Which of the lines below contain the word "tire"? Pull out each of those lines and copy it unchanged.

==== Data in this exercise ====

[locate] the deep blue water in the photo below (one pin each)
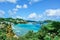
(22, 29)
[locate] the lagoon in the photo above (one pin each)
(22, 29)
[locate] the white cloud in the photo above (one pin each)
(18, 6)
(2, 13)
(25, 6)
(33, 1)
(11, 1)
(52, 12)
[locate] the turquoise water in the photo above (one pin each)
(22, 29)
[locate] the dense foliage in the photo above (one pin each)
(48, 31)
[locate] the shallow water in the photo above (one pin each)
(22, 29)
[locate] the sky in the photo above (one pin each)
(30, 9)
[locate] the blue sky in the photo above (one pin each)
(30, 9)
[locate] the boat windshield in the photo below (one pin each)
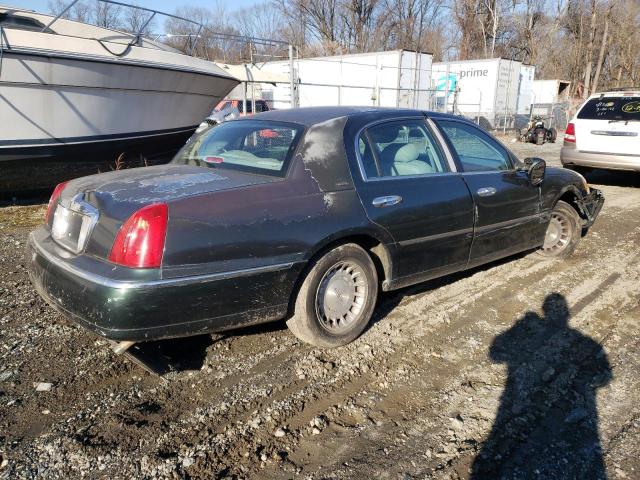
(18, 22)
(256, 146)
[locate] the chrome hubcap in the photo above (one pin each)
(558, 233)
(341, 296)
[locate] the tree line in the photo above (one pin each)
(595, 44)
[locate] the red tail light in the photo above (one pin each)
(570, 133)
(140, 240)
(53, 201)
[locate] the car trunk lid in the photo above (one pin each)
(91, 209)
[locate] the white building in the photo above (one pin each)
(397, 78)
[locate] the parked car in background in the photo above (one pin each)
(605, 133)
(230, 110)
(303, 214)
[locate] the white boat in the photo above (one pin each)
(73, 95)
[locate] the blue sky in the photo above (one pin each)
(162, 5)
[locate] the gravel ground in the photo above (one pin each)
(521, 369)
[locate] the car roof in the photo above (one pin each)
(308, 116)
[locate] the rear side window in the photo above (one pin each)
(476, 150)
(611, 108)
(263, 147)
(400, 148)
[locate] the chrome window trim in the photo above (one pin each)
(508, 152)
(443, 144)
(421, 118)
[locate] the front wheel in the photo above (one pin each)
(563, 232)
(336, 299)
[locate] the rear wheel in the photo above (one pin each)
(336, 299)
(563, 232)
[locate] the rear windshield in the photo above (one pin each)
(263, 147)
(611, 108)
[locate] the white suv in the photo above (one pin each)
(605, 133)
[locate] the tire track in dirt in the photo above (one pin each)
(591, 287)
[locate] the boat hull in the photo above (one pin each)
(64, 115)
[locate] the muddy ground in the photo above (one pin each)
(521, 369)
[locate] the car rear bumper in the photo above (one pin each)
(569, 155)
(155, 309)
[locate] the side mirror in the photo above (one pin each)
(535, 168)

====
==== Data in this exercise ====

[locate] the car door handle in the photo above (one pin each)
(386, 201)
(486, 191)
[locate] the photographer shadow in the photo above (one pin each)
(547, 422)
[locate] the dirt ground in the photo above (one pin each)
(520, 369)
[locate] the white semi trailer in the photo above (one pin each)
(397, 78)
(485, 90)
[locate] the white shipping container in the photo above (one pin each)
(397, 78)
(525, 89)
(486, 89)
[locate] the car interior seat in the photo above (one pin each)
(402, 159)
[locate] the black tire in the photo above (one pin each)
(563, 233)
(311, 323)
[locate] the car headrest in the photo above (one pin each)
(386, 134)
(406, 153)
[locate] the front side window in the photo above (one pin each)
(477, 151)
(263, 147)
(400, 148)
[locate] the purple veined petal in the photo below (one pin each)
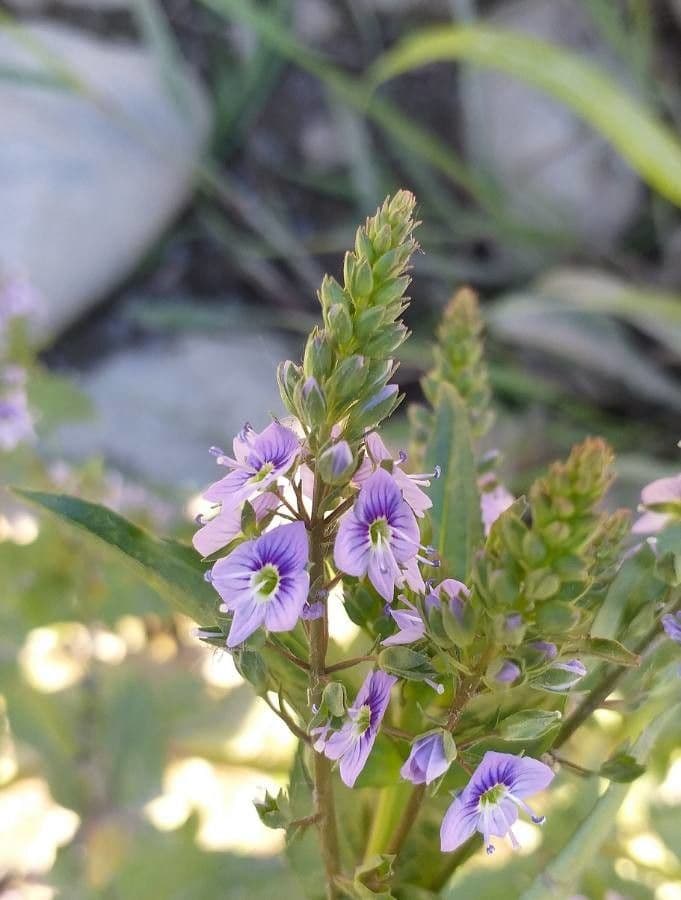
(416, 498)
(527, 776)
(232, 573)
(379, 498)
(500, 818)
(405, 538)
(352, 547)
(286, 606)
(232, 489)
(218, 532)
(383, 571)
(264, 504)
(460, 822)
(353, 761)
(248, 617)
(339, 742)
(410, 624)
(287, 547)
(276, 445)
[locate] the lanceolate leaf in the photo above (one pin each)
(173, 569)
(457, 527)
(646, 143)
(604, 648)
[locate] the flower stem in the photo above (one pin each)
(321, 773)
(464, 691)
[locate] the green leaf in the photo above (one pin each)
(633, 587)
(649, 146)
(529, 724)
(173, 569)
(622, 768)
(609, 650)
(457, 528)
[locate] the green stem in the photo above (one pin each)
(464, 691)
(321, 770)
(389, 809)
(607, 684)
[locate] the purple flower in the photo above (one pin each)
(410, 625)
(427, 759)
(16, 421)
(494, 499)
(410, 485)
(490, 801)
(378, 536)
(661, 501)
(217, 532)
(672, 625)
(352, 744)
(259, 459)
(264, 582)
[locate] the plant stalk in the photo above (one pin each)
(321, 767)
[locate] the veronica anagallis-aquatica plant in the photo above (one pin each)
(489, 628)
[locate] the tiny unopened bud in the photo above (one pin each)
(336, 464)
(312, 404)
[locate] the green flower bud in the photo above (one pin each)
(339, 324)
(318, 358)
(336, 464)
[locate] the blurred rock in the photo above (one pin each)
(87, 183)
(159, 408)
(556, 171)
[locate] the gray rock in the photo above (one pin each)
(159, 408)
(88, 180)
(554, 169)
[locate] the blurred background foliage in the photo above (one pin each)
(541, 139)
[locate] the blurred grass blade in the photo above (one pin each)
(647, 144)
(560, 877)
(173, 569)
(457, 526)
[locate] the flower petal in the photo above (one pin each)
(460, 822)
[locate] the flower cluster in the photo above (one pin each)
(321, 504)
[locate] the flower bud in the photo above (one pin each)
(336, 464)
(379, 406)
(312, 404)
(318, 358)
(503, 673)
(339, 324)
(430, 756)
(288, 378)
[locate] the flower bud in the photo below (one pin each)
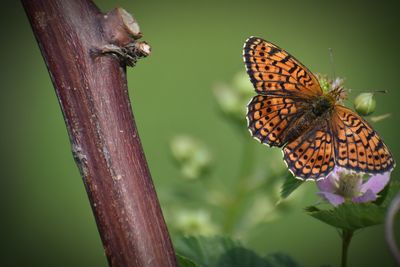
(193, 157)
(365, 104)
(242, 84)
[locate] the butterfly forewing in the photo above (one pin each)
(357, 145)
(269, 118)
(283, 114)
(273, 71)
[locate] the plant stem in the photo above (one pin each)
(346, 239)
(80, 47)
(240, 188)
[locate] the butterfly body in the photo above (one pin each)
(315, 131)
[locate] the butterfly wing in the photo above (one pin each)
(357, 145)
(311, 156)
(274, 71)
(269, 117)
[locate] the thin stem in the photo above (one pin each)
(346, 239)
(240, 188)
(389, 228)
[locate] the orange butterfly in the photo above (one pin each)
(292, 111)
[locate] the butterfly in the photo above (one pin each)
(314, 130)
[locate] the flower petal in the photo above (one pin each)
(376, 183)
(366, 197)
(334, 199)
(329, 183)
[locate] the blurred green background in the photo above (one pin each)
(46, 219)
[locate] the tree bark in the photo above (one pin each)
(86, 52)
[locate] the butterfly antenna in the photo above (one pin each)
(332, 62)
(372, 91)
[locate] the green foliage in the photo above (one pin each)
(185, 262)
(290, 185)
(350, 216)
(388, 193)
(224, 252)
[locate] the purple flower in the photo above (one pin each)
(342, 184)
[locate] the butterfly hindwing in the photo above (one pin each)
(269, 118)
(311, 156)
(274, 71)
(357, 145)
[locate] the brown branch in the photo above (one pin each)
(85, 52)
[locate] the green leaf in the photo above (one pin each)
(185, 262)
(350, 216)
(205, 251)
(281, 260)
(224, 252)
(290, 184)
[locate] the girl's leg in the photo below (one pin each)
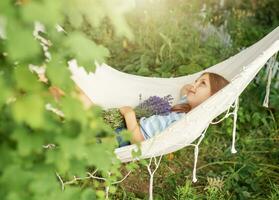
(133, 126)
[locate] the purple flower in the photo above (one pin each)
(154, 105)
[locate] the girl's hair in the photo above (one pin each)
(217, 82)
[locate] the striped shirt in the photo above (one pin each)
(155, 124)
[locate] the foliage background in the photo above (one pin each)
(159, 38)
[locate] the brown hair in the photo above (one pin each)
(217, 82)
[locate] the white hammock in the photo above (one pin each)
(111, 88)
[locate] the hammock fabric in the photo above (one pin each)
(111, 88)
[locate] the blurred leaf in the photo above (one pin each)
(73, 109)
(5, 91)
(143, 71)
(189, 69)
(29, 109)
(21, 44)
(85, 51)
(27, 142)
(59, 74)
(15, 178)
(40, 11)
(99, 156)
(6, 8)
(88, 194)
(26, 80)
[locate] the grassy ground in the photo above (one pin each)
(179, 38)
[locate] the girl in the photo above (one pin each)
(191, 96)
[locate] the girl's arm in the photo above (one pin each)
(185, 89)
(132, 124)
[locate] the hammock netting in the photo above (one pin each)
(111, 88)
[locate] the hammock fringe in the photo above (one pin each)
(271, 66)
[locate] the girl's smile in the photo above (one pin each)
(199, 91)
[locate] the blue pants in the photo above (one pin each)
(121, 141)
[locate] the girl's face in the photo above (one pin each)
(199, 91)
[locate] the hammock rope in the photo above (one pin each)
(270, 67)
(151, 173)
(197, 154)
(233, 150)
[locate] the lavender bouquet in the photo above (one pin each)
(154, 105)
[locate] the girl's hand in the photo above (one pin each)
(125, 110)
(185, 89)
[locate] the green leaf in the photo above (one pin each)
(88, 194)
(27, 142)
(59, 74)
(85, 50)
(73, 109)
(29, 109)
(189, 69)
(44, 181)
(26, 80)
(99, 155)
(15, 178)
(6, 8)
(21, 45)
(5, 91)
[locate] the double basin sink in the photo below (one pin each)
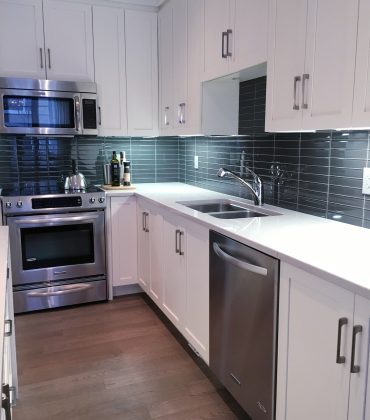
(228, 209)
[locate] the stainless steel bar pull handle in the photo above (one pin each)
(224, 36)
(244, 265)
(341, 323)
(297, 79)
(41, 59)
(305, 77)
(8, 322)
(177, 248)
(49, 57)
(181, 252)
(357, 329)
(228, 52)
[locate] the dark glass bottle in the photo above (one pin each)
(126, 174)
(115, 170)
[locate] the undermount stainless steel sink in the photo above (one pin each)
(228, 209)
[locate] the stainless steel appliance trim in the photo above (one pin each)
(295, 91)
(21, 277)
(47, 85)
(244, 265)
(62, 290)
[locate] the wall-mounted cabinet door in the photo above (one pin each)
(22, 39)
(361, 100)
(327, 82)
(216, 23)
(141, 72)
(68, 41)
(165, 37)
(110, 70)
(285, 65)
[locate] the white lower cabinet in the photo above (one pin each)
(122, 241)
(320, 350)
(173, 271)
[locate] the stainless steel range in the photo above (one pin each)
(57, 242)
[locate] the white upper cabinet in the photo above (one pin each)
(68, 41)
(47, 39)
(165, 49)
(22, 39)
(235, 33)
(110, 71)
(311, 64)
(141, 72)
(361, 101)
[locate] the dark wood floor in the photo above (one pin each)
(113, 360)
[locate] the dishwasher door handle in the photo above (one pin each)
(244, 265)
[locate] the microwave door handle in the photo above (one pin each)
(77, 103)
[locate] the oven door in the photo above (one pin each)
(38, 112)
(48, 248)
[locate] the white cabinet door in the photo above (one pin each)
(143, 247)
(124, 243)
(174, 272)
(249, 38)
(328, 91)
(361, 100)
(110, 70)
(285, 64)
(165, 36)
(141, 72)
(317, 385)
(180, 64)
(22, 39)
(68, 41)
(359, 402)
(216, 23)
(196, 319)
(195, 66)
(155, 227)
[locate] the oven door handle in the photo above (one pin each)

====
==== Data in this exercise ====

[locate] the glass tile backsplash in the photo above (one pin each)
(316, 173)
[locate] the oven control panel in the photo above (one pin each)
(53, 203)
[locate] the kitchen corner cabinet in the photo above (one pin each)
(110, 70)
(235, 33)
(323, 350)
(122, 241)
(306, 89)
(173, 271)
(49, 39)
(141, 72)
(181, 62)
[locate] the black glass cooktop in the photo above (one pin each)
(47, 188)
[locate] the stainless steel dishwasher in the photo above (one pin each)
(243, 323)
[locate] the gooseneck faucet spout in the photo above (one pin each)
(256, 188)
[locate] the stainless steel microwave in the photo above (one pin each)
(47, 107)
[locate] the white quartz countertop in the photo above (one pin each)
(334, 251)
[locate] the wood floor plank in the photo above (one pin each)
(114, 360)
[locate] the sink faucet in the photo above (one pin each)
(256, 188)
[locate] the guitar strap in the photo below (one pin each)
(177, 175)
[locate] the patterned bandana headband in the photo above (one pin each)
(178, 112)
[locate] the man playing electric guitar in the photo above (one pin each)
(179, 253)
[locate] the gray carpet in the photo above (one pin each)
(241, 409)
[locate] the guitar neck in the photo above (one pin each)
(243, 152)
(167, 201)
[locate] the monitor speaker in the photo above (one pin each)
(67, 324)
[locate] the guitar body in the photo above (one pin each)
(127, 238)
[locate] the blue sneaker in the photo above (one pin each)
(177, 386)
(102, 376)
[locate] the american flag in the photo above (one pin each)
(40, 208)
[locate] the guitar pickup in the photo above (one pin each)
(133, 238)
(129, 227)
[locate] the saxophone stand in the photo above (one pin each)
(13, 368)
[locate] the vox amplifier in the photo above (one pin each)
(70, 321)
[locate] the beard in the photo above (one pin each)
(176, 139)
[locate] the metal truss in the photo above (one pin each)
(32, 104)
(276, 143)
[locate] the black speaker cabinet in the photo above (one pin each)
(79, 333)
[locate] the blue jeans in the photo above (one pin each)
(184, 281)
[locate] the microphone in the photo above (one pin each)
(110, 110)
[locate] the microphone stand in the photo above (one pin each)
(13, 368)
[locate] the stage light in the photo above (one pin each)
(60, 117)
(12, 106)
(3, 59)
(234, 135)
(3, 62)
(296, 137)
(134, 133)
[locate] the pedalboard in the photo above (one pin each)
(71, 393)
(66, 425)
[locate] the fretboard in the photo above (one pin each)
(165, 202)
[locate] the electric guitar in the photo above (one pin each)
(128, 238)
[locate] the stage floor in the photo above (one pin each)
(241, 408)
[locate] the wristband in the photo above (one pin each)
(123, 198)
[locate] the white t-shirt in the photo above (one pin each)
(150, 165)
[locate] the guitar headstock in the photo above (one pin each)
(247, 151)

====

*Solved problem*:
[locate] the tire track in dirt in the photo above (one pin each)
[locate] the black tire in the photo above (one pin each)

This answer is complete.